WORK TO COMPLETE: Reproduce the section of the model examples page from "Architecture: [4] →" up to and including "the compiler pipeline.", character for character.

SUPPLIED PASSAGE:
────────────────────────────────────────

Examples
The examples/ directory contains complete, self-contained models with pre-generated weights and test data. Each example includes:
- A
.nnlmodel definition - A
weights/directory with.npyweight files test_input.npyandexpected_output.npyfor verification
Simple MLP (examples/model/)
Architecture: [4] → Dense(3) → Dense(2)
A minimal multi-layer perceptron with no activation functions — useful as a smoke test for the compiler pipeline.
Model definition
version 0.2;
model test_mlp {
config {
weights: "./weights";
io: "stdio";
}
layer input = Input(shape: [4]);
layer fc1 = Dense(units: 3);
layer fc2 = Dense(units: 2);
}
- Input: 4 floats
- fc1: Dense layer with 3 units (no activation), weights:
fc1.weight.npy[4×3],fc1.bias.npy[3] - fc2: Dense layer with 2 units (no activation), weights:
fc2.weight.npy[3×2],fc2.bias.npy[2] - Output: 2 floats
Compile and test
# Compile to a standalone executable
nnc compile examples/model/model.nnl --emit exe -o mlp
# Verify against known test data
nnc test examples/model/model.nnl \
--input examples/model/test_input.npy \
--expected examples/model/expected_output.npy
MNIST CNN (examples/mnist/)
Architecture: [28,28,1] → Conv2D(32) → MaxPool2D(2) → Flatten → Dense(128, relu) → Dense(10, softmax)
A convolutional neural network for MNIST handwritten digit classification.
Model definition
version 0.2;
// MNIST handwritten digit classifier
model mnist_classifier {
config {
precision: "float32";
weights: "./weights";
target: "avx2";
batch: 1;
preprocess: "normalize_0_1";
io: "stdio";
}
layer input = Input(shape: [28, 28, 1]);
layer conv1 = Conv2D(filters: 32, kernel: 3, stride: 1, padding: "valid");
layer pool1 = MaxPool2D(kernel: 2);
layer flatten = Flatten();
layer fc1 = Dense(units: 128, activation: "relu");
layer output = Dense(units: 10, activation: "softmax");
}
Layer breakdown
| Layer | Operation | Output shape | Notes |
|---|---|---|---|
input | Input | [28, 28, 1] | Single-channel grayscale image (HWC) |
conv1 | Conv2D | [26, 26, 32] | 32 filters, 3×3 kernel, valid padding |
pool1 | MaxPool2D | [13, 13, 32] | 2×2 pooling window |
flatten | Flatten | [5408] | 13 × 13 × 32 = 5408 |
fc1 | Dense + ReLU | [128] | Fully connected with ReLU activation |
output | Dense + Softmax | [10] | 10-class probability distribution |
Preprocessing
preprocess: "normalize_0_1" divides each input pixel by 255.0, mapping raw [0, 255] byte values to [0.0, 1.0] floats. This is applied automatically in the generated inference code.

────────────────────────────────────────

Items from a dataset:

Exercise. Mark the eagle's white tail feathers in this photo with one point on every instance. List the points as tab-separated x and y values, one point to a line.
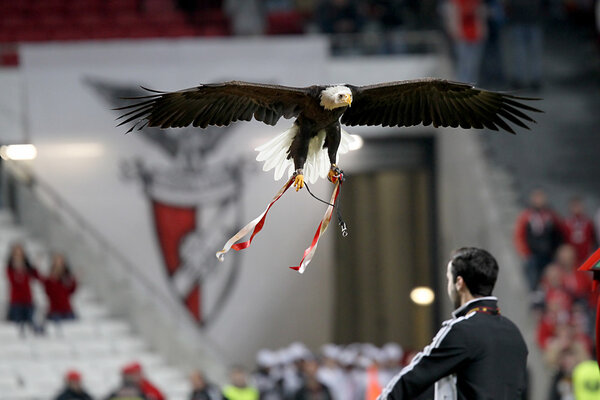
274	153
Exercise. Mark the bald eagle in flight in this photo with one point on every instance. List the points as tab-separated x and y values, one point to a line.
310	147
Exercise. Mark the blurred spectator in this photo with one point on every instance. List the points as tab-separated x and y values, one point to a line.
267	381
576	283
239	388
247	16
20	272
330	372
525	30
466	23
73	389
586	381
312	388
201	389
392	361
493	59
292	372
130	387
580	231
60	286
565	340
538	233
339	16
136	374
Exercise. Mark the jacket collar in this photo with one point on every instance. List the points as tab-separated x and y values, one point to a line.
487	301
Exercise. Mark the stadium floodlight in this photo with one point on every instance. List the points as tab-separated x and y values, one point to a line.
422	295
18	152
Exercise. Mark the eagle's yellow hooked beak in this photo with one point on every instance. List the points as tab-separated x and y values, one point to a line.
348	99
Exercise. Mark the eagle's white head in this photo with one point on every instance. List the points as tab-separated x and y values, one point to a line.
335	97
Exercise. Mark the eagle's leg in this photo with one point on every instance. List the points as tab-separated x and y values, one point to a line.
332	142
298	152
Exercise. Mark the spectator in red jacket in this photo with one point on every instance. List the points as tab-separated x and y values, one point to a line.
579	230
60	286
538	233
20	273
134	373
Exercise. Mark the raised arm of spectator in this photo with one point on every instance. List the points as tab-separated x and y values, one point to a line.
447	350
520	237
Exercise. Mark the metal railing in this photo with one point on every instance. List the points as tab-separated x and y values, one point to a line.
157	316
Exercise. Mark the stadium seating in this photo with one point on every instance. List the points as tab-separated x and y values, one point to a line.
32	366
67	20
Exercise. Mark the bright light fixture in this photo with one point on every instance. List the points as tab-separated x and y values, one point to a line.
422	295
18	152
356	143
76	150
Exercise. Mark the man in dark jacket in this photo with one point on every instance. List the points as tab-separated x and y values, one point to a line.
478	354
73	389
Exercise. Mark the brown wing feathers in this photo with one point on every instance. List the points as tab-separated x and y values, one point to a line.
215	104
437	102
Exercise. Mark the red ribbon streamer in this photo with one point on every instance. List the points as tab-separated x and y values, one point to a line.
256	224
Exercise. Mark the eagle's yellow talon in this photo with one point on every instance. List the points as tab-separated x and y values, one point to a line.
299	182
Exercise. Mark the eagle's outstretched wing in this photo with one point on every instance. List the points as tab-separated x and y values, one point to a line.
217	104
435	101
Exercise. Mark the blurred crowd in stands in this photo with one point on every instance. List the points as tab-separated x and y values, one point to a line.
552	248
354	372
59	285
496	43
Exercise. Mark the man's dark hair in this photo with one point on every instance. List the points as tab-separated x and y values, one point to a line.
477	267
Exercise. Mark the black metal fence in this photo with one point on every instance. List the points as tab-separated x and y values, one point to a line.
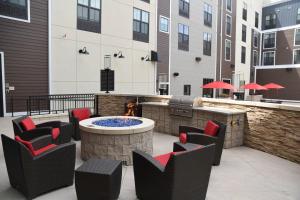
54	104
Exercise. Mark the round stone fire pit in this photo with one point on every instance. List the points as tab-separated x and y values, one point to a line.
115	137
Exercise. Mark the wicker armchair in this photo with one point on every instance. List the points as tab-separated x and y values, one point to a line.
185	175
36	175
197	136
75	116
61	132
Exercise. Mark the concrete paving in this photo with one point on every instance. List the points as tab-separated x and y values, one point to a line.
244	174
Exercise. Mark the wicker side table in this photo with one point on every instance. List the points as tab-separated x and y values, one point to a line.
98	179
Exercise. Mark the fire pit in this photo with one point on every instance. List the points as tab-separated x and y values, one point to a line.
115	137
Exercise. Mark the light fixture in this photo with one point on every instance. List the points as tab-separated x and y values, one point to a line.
84	51
119	55
146	58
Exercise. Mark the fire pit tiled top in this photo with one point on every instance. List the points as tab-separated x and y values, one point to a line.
109	126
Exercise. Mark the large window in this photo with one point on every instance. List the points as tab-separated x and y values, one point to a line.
297	56
184	8
244	33
255	39
229	5
89	15
227	50
183	37
256	19
269	40
269	58
255	58
207	15
245	12
164	24
297	37
140	25
187	90
298	16
207	44
271	21
243	55
228	25
14	9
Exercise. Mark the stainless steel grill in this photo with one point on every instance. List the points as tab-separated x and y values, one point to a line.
181	107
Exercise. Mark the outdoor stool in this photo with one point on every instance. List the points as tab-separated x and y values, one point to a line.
98	179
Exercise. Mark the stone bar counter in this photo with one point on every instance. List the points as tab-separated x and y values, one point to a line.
157	109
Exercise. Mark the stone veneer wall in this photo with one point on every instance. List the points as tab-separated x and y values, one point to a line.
275	131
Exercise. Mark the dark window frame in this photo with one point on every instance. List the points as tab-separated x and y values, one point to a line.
88	24
184	8
139	35
207	15
183	38
207	41
12	11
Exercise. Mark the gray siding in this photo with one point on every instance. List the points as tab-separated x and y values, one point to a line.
286	13
25	47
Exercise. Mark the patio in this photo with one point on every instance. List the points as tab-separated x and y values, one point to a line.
244	174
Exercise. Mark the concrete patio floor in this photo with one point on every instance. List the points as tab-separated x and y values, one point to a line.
244	174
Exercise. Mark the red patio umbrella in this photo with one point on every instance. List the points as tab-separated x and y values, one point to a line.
218	85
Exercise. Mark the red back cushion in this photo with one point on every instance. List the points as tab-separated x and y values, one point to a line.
27	124
81	113
211	128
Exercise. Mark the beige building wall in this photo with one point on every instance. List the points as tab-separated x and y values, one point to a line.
72	72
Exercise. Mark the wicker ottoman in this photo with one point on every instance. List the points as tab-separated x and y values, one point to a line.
98	179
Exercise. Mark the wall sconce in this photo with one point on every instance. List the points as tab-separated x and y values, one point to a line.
175	74
119	55
84	51
198	59
146	58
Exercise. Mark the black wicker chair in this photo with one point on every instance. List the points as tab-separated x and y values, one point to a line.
197	136
43	129
185	176
36	175
74	120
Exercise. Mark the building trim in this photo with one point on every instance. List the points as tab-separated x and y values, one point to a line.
20	20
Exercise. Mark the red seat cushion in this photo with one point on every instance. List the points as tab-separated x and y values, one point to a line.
55	133
183	138
211	128
81	113
27	124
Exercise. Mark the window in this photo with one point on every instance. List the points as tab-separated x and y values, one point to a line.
255	58
140	25
207	44
227	50
255	39
228	25
89	15
164	24
269	40
244	33
270	21
297	56
269	58
208	93
297	37
244	11
18	9
298	16
184	8
207	15
229	5
187	90
183	37
256	19
243	55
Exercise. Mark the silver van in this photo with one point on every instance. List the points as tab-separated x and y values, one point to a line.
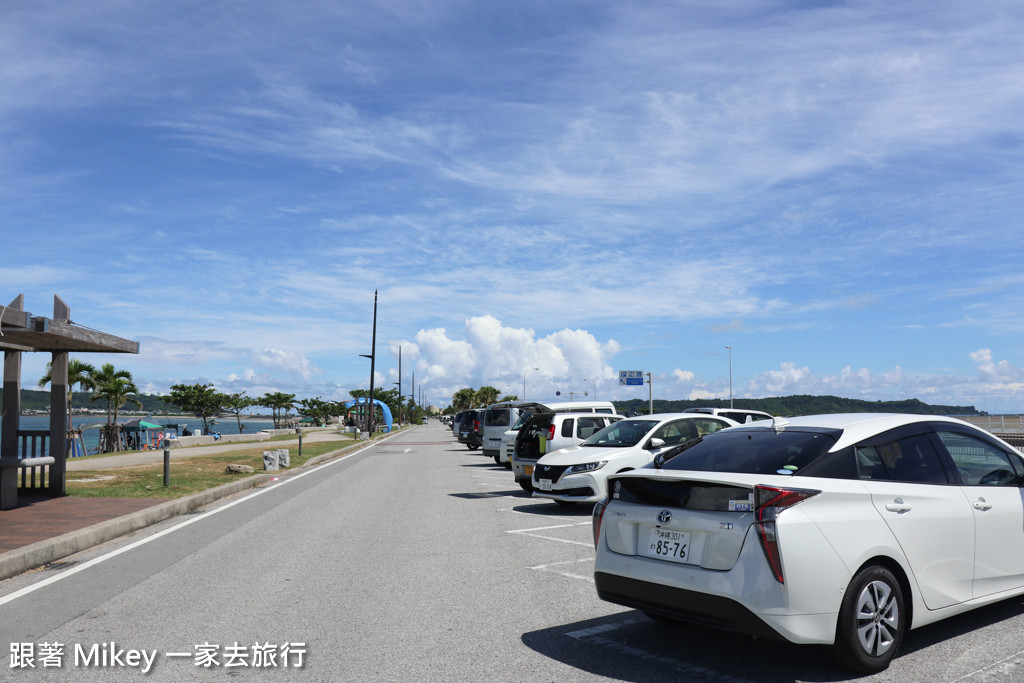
544	428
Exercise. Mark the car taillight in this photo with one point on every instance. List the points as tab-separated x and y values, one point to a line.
769	502
596	517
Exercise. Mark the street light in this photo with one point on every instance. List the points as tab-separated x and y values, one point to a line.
730	375
524	381
587	379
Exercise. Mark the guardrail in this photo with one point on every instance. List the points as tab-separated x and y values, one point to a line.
997	424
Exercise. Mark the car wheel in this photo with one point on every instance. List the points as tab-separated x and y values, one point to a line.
871	621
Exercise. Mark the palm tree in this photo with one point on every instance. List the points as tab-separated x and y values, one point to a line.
79	373
117	388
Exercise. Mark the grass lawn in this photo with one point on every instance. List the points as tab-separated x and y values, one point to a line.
188	475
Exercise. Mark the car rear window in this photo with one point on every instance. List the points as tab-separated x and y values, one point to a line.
497	418
751	452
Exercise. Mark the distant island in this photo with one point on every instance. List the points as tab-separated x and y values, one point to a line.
36	400
802	404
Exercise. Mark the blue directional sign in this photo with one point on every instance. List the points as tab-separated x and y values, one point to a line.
631	377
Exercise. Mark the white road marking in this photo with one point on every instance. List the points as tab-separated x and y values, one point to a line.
192	520
1004	670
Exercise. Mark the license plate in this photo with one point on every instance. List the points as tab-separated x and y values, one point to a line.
668	545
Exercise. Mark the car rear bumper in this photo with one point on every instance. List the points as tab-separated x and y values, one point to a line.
693	606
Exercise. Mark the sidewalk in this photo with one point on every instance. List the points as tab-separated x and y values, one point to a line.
41	530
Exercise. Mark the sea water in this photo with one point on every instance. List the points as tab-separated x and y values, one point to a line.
90	425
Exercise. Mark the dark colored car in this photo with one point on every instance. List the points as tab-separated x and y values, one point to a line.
469	429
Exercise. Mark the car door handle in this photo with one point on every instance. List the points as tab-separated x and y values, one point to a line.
898	506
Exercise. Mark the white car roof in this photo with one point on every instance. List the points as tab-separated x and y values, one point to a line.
855	426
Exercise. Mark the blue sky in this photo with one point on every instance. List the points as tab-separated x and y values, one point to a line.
833	189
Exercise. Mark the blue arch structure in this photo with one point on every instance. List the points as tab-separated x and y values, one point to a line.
387	411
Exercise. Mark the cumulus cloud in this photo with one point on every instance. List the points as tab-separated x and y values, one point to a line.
491	352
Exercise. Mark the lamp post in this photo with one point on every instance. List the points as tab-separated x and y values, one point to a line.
524	381
730	375
373	360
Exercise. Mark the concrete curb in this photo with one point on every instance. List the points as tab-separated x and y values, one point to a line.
39	554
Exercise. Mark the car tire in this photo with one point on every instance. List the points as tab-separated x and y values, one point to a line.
871	621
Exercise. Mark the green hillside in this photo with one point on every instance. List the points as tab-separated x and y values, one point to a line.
790	406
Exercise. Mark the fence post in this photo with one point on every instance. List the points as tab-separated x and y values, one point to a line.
167	465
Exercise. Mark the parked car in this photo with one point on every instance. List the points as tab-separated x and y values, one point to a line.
739	415
469	429
552	426
497	420
579	473
838	529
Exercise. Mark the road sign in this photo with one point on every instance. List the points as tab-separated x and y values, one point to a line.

────────────────────────────────────────

WRITTEN ANSWER:
Architecture: [4] → Dense(3) → Dense(2)
A minimal multi-layer perceptron with no activation functions — useful as a smoke test for the compiler pipeline.